Write the records below as a JSON list of strings, one string per line, leaving out blank lines.

Input material >>
#####
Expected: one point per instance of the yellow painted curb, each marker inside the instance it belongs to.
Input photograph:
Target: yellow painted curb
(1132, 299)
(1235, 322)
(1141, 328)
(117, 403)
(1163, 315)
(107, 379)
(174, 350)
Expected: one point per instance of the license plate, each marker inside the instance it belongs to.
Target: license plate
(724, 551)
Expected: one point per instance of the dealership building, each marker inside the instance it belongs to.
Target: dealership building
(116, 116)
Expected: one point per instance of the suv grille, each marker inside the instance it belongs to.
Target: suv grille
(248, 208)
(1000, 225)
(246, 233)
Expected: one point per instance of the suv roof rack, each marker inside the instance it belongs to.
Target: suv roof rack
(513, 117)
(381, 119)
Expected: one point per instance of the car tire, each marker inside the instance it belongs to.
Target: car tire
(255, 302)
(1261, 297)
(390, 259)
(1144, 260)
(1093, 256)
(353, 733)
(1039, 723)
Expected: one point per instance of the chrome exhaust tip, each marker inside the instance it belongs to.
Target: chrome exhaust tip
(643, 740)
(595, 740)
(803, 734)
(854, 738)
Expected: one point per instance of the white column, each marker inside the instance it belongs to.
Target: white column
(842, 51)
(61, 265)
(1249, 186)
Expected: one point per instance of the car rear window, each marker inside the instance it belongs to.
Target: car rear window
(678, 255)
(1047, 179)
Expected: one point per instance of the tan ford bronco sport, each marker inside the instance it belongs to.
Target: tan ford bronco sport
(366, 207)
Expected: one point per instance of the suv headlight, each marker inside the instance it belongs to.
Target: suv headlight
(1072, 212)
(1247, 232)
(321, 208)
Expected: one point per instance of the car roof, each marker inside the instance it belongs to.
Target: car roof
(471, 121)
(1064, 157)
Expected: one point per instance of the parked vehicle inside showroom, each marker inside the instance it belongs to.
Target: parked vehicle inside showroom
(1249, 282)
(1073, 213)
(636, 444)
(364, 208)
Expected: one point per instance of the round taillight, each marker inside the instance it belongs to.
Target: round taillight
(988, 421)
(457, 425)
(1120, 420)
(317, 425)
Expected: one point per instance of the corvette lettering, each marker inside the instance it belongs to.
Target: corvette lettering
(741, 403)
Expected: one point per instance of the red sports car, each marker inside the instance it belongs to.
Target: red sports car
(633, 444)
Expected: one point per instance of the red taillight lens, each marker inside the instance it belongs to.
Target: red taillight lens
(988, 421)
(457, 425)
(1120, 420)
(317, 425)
#####
Full response >>
[
  "Expected: one point per instance of the yellow painted curb, each marker inside the instance it belongs to.",
  "Input photograph:",
  "Target: yellow painted curb",
  "(1132, 299)",
  "(1235, 322)",
  "(1141, 328)",
  "(117, 403)",
  "(1163, 315)",
  "(107, 379)",
  "(174, 350)",
  "Expected: one point per instance of the license plate, each marker inside the instance it belongs to.",
  "Target: license plate",
  "(724, 551)",
  "Expected: one point per instance of the dealership building, each marker inside the instance it belongs to.",
  "Target: dealership building",
  "(116, 116)",
  "Expected: one point per instance of the suv grille, each marker inside the instance it belongs to.",
  "Target: suv grille",
  "(248, 208)",
  "(1000, 225)",
  "(246, 233)",
  "Expected: one point per instance of the suv roof rack, each marker inside the instance it belongs to.",
  "Target: suv roof rack",
  "(513, 117)",
  "(381, 119)",
  "Expected: one point per instance of the car tire, each marker inside the instance it belongs to.",
  "Target: car tire",
  "(255, 302)",
  "(1261, 297)",
  "(390, 259)",
  "(1144, 260)",
  "(1093, 256)",
  "(353, 733)",
  "(1039, 723)",
  "Expected: one point per instance of the chrome exhaust tip, each marker inside the instance it belongs to.",
  "Target: chrome exhaust tip",
  "(643, 740)",
  "(595, 740)",
  "(803, 734)",
  "(854, 738)",
  "Expected: one point per instance of the white column, each marker inside the instance it belongs to.",
  "Target: white column",
  "(842, 51)",
  "(61, 265)",
  "(1249, 186)",
  "Expected: one point per instance of the car rear window, each marker inside the instance it belongs to.",
  "Target: car rear window",
  "(678, 255)",
  "(1047, 179)",
  "Expected: one point per instance of the tan ford bronco sport, each marker inside the instance it belongs to.",
  "Target: tan ford bronco sport",
  "(366, 207)",
  "Expected: one point per instance of the suv headlight, each marker inside the instance it belongs to.",
  "Target: suv headlight",
  "(1072, 212)",
  "(1247, 232)",
  "(321, 208)",
  "Expected: one point per instance of the car roof, each marker inside the instance it belongs to.",
  "Target: car roof",
  "(471, 121)",
  "(1064, 157)",
  "Expected: one point per instance of the parked vehicle inside showroom, each marker inside the instance it belongs to.",
  "Target: parked vehicle inside showroom",
  "(1249, 282)",
  "(1073, 213)",
  "(636, 444)",
  "(364, 208)",
  "Expected: one point per instance of the round taillight, each marker inside the instance it belongs to.",
  "Target: round taillight",
  "(988, 421)",
  "(457, 425)",
  "(1120, 420)",
  "(317, 425)",
  "Expected: one point per instance of the corvette lettering, each marker inside the instance it belongs to.",
  "Target: corvette lettering",
  "(741, 403)",
  "Expected: one point per instance of the red sports car, each marker inside the instance it belongs to.",
  "Target: red sports car",
  "(633, 444)",
  "Expected: one point per instance of the red taillight lens, each marker inside the instance it belongs to.",
  "Target: red taillight lens",
  "(988, 421)",
  "(457, 425)",
  "(1120, 420)",
  "(317, 425)"
]